** start DOCUMENT **

AMENDMENT NO. 3 TO INVESTOR REGISTRATION RIGHTS AGREEMENT
THIS AMENDMENT NO. 3 (the "Amendment") is made and entered into effective
as of August 15, 2006, to that certain Investor Registration Rights Agreement
(the "Agreement") dated February 1, 2006 by and among GULF COAST OIL & GAS,
INC., a Nevada corporation (the "Company"), XXXXX XXXXXXXX, ESQ. (the "Escrow
Agent") and CORNELL CAPITAL PARTNERS, LP, CERTAIN WEALTH, LTD., and TAIB BANK,
B.S.C. (c) (collectively, the "Investors").
Recitals:
WHEREAS, the Company (the "Obligor") and the Investors entered into a
Securities Purchase Agreement ("Securities Purchase Agreement") dated February
1, 2006, pursuant to which the Obligor issued and sold to the Holder secured
convertible debentures (the "Debentures") in the principal sum of Two Million
Dollars ($2,000,000) and issued to Cornell Capital five-year warrants to
purchase 30,000,000 shares of common stock at the following exercise prices:
7,500,000 at $0.02 per share, 7,500,000 at $0.03 per share, 5,000,000 at $0.04
per share, 5,000,000 at $0.05 per share, and 5,000,000 at $0.06 per share (the
"Warrants"); and
WHEREAS, in connection with the issuance of the Debentures, the Company
and the Investors entered into an Investor Registration Rights Agreement dated
February 1, 2006, as amended by Amendment No. 1 dated March 15, 2006, and
Amendment No. 2 dated March 31, 2006 ("Registration Rights Agreement"), pursuant
to which the Obligor agreed to it would file a Registration Statement
("Registration Statement") with the United States Securities and Exchange
Commission ("SEC") on or before April 7, 2006, and use its best efforts to have
the Registration Statement declared effective by the SEC not later than June 2,
2006; and
WHEREAS, the Company filed the Registration Statement on April 7, 2006 but
the Registration Statement has not been declared effective by the SEC as of the
date hereof; and .
WHEREAS, the parties hereto desire to amend the Agreement further to
extend certain deadlines contained therein; and
WHEREAS, all terms in the Agreement, except as modified herein, and the
terms contained in the Transaction Documents, shall remain in full force and
effect.
NOW, THEREFORE, in consideration of the premises and the mutual promises,
conditions and covenants contained herein and other good and valuable
consideration, receipt of which is hereby acknowledged, the parties hereto agree
as follows:
1. The foregoing recitals are hereby incorporated herein by reference
and acknowledged as true and correct by the parties hereto.
2. Sections 2(a) and (b) of the Agreement are hereby amended and
restated in their entirety to read as follows:
"(a) Subject to the terms and conditions of this Agreement,
the Company shall prepare and file, no later than April 7, 2006 (the
"Scheduled Filing Deadline"), with the SEC a registration statement
on Form S-1 or SB-2 (or, if the Company is then eligible, on Form
S-3) under the Securities Act (the "Initial Registration Statement")

** end DOCUMENT **
** start RECORD EXCERPTS **

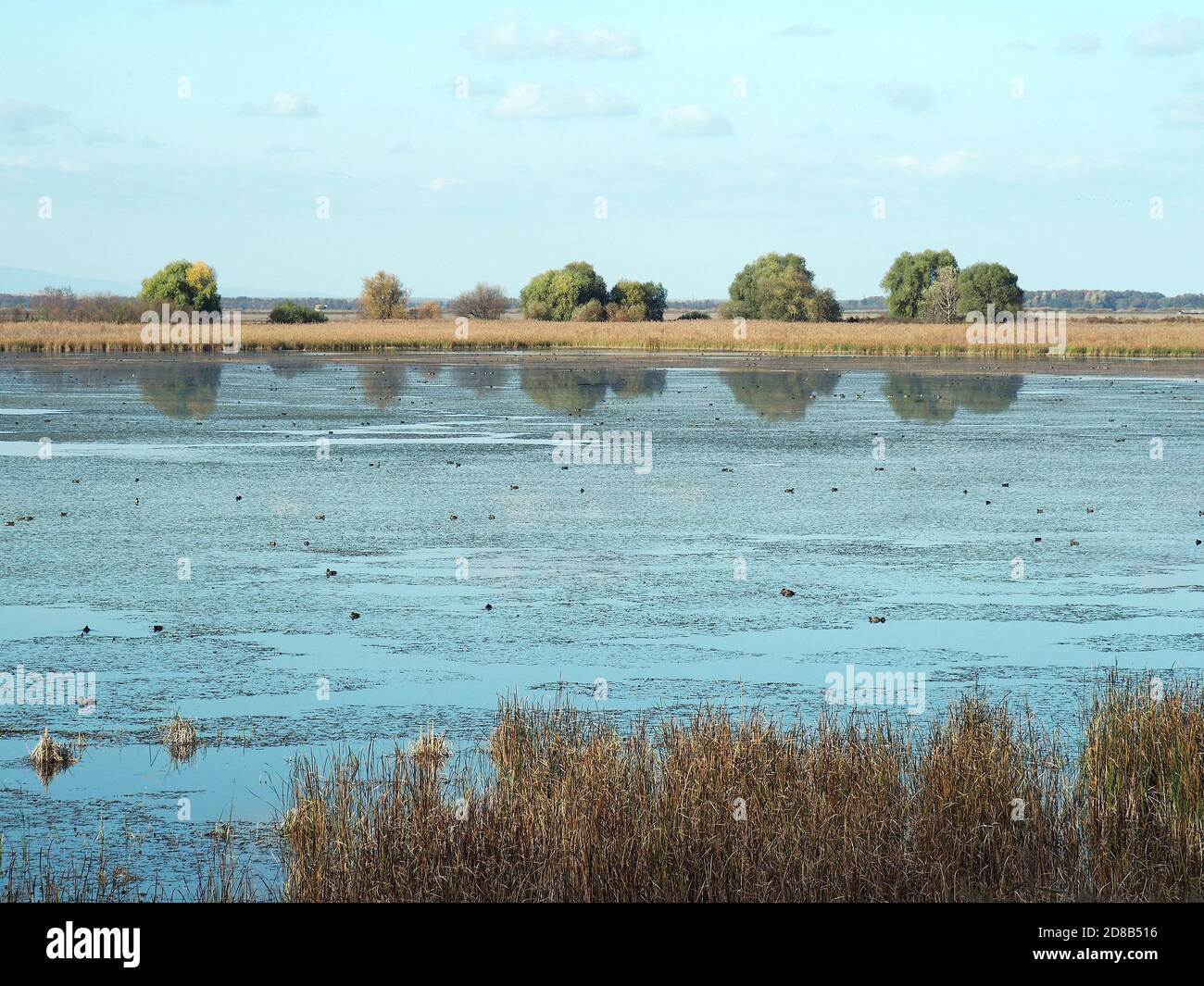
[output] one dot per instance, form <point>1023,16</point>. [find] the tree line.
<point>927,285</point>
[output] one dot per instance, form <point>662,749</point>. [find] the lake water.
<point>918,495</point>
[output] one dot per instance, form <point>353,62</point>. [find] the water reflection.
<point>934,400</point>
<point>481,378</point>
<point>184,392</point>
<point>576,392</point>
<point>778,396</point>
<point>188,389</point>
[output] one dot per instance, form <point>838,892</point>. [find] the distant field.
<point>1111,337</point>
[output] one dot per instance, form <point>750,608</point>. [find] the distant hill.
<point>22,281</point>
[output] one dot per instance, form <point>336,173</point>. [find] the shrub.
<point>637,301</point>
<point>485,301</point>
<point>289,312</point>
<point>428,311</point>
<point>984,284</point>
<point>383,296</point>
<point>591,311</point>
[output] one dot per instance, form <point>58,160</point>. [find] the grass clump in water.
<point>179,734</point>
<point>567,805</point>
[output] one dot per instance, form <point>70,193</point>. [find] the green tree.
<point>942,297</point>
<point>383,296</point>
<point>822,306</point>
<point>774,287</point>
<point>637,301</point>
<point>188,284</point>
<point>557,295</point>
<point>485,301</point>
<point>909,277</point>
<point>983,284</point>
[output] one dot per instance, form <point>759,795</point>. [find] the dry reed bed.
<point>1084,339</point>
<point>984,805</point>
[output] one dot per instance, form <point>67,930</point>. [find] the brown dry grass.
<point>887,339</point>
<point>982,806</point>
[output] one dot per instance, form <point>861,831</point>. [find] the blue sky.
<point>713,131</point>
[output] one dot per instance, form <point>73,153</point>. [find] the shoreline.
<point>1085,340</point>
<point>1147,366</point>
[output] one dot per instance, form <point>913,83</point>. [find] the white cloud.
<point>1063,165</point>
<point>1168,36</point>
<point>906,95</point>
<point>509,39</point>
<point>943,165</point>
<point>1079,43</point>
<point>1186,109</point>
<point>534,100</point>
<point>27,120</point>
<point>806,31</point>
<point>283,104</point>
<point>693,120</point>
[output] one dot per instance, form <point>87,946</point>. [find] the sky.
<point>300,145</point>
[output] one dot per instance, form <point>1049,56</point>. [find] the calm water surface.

** end RECORD EXCERPTS **

§ **TASK INSTRUCTIONS**:
**1.** Rewrite the amendment's paragraph beginning "WHEREAS, in connection with the issuance of the Debentures" as a short list that keeps its main facts.
**2.** Count the lines of the records that contain the string "grass", matching case exactly, and reply with the number alone.

§ **SOLUTIONS**:
**1.**
- Because the Debentures were issued, the Company and the Investors signed an Investor Registration Rights Agreement dated February 1, 2006.
- That agreement was amended by Amendment No. 1, dated March 15, 2006, and Amendment No. 2, dated March 31, 2006.
- Under it, the Obligor agreed to file a Registration Statement with the SEC on or before April 7, 2006.
- The Obligor also agreed to use its best efforts to have the SEC declare the statement effective no later than June 2, 2006.

**2.** 2